→ **What you are asked to do**:
Extract every line in the items below that contains the word "wooden".

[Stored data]
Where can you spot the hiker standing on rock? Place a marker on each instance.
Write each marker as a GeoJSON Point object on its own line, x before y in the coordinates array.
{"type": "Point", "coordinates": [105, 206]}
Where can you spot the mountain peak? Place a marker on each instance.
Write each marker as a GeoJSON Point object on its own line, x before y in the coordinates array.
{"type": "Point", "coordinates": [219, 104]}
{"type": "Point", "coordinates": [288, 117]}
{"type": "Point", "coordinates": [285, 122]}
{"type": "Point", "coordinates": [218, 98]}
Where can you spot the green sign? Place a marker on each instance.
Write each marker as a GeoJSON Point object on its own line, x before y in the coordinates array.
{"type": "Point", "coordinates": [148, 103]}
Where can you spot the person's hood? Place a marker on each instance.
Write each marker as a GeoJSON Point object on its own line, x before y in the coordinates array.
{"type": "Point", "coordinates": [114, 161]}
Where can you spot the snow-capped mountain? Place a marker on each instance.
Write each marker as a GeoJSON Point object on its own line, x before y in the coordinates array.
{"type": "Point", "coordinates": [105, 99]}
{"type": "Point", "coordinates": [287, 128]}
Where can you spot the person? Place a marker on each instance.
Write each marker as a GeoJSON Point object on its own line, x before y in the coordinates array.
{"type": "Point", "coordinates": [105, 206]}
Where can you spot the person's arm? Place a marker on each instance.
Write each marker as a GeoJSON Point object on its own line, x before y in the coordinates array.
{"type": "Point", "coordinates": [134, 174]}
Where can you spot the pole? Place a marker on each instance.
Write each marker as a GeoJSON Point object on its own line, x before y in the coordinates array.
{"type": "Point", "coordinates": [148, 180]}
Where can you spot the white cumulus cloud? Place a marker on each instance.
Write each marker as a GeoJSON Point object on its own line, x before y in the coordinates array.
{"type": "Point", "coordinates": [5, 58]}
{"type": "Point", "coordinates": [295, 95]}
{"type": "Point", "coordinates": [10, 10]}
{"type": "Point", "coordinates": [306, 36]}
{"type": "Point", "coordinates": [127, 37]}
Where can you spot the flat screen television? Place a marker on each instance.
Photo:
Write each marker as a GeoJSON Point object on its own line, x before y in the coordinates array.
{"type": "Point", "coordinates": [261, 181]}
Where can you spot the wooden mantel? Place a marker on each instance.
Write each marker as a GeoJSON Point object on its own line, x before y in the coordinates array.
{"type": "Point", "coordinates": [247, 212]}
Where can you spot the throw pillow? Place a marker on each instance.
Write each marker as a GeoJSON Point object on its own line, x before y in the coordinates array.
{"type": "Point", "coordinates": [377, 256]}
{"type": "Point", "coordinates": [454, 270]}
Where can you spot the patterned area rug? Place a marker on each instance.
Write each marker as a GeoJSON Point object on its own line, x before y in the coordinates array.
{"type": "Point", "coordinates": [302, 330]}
...
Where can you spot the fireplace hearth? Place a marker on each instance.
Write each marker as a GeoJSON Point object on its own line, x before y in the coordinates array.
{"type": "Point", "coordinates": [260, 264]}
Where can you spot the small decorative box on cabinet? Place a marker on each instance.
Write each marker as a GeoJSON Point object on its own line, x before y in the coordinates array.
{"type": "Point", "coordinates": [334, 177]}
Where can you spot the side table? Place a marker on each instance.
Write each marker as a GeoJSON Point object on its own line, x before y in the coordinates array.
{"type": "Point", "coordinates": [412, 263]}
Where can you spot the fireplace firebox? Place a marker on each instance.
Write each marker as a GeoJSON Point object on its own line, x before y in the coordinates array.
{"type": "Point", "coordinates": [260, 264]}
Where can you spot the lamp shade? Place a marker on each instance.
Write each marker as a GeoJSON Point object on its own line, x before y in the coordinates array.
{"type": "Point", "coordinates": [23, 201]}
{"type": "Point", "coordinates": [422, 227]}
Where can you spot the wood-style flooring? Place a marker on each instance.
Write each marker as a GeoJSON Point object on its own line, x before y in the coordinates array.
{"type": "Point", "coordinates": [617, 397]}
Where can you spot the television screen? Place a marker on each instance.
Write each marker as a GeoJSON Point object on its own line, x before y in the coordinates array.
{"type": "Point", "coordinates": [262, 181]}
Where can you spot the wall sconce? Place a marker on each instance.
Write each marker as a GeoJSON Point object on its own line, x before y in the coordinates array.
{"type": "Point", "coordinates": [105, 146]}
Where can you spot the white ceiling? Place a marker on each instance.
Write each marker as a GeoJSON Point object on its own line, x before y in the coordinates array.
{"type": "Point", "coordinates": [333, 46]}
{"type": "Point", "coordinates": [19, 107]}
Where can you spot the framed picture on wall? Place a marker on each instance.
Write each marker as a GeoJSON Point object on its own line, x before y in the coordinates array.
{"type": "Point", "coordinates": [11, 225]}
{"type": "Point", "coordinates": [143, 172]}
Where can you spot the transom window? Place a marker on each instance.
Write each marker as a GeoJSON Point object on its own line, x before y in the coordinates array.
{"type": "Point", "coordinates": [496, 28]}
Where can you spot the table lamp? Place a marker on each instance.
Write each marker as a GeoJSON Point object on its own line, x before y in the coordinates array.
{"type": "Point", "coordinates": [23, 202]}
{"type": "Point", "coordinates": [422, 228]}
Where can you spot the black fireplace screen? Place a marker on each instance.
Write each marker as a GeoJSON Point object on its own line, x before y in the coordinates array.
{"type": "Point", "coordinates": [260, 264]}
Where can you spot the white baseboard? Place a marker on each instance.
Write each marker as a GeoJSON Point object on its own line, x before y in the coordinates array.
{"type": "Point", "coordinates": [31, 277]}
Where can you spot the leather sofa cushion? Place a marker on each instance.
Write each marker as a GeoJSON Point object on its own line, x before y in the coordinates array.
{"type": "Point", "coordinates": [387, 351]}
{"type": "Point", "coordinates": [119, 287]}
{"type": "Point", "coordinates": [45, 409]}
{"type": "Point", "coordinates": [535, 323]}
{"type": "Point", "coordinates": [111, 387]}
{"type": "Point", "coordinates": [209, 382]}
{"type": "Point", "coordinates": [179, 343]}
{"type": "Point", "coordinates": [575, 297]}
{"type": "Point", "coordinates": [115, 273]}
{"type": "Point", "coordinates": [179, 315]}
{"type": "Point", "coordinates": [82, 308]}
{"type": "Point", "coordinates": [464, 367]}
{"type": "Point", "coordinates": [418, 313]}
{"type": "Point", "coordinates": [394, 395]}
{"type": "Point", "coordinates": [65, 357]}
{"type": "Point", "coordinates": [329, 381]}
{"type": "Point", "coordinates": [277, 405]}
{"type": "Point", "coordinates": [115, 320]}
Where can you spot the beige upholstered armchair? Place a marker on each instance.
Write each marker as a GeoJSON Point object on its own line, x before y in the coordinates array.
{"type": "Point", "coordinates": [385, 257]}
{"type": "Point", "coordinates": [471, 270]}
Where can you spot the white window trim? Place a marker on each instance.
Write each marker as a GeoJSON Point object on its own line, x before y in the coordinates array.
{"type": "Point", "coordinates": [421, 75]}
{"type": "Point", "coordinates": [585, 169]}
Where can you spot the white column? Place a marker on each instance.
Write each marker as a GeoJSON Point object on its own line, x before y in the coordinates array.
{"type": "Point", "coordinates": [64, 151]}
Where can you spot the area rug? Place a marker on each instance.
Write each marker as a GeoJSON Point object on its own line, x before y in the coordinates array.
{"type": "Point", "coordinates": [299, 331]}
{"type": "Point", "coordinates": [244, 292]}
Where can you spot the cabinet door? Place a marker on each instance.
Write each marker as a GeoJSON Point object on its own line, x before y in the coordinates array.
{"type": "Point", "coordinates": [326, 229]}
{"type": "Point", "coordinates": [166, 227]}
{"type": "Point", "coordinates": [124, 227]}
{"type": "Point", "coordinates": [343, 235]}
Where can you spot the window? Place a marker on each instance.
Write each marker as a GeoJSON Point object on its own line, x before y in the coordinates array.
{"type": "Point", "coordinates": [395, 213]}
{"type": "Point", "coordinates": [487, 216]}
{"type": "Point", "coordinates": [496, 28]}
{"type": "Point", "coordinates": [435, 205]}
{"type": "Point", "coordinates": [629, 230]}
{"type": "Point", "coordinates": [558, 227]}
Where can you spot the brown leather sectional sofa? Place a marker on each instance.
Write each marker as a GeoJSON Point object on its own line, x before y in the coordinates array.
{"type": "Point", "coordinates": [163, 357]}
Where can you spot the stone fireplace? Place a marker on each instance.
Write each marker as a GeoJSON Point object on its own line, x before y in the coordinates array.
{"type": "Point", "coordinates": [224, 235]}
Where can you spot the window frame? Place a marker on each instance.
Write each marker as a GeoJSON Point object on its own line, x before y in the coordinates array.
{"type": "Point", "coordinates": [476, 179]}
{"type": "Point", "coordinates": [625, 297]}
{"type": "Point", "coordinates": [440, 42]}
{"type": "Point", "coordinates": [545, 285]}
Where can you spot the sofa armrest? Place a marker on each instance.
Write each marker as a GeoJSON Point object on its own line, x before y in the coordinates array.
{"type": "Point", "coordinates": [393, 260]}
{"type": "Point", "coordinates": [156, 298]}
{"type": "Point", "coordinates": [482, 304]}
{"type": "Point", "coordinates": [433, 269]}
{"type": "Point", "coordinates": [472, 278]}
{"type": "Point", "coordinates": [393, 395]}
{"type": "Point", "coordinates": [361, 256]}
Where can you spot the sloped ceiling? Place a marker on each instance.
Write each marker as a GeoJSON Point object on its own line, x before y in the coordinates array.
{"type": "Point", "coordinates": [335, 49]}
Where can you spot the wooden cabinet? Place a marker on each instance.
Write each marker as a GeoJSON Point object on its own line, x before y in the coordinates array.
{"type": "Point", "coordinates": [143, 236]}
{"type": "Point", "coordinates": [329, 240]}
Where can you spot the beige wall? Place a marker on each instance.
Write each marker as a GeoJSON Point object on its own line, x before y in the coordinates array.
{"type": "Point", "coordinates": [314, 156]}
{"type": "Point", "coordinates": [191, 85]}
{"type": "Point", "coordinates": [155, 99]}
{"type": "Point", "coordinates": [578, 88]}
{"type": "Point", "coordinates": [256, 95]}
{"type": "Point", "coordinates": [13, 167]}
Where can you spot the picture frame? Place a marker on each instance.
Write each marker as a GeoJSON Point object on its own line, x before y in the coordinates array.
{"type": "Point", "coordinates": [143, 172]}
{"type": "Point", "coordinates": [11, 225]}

→ **Solved problem**:
Where can you spot the wooden mantel? Place a marker on each instance.
Where can you spot the wooden cabinet? Place a marker on each instance.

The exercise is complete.